- **Information given**
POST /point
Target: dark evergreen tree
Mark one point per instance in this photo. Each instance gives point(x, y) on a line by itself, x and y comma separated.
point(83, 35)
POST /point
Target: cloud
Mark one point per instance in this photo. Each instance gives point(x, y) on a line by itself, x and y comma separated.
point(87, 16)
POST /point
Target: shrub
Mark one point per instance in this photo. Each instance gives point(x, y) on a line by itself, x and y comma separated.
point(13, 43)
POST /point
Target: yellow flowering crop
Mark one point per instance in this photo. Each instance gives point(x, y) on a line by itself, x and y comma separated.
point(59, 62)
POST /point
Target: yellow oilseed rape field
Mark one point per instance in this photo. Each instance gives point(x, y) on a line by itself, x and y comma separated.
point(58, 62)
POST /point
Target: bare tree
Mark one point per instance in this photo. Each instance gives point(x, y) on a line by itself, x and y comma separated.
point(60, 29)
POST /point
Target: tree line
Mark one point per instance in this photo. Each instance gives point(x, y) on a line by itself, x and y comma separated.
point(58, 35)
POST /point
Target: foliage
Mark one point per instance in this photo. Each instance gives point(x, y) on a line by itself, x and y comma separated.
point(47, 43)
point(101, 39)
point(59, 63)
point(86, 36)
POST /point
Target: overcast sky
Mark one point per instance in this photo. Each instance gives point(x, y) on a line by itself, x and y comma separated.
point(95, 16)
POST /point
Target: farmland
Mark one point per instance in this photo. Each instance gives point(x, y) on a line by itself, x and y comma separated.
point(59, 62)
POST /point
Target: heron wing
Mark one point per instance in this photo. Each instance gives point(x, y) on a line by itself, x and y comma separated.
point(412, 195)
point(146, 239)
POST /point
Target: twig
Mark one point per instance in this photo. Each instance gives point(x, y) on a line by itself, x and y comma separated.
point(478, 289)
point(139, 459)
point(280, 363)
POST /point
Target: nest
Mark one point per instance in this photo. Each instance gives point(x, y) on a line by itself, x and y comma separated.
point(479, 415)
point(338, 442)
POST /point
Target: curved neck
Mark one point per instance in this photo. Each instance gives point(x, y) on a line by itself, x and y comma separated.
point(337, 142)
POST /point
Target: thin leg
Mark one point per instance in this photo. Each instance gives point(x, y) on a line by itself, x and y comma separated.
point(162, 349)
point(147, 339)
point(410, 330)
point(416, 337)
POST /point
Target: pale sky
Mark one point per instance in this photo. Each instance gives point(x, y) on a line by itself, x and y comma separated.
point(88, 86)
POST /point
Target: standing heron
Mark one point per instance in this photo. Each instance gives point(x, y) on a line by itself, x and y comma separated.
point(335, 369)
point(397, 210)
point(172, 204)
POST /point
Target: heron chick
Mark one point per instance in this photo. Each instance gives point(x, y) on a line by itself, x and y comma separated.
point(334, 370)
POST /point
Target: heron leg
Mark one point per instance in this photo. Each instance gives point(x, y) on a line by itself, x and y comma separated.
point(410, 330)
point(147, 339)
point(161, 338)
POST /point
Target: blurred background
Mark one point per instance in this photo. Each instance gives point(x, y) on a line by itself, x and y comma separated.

- **Work required**
Look through the entries above and list every line containing "tree".

- **Output**
Target: dark evergreen tree
Target: bare tree
Target: tree line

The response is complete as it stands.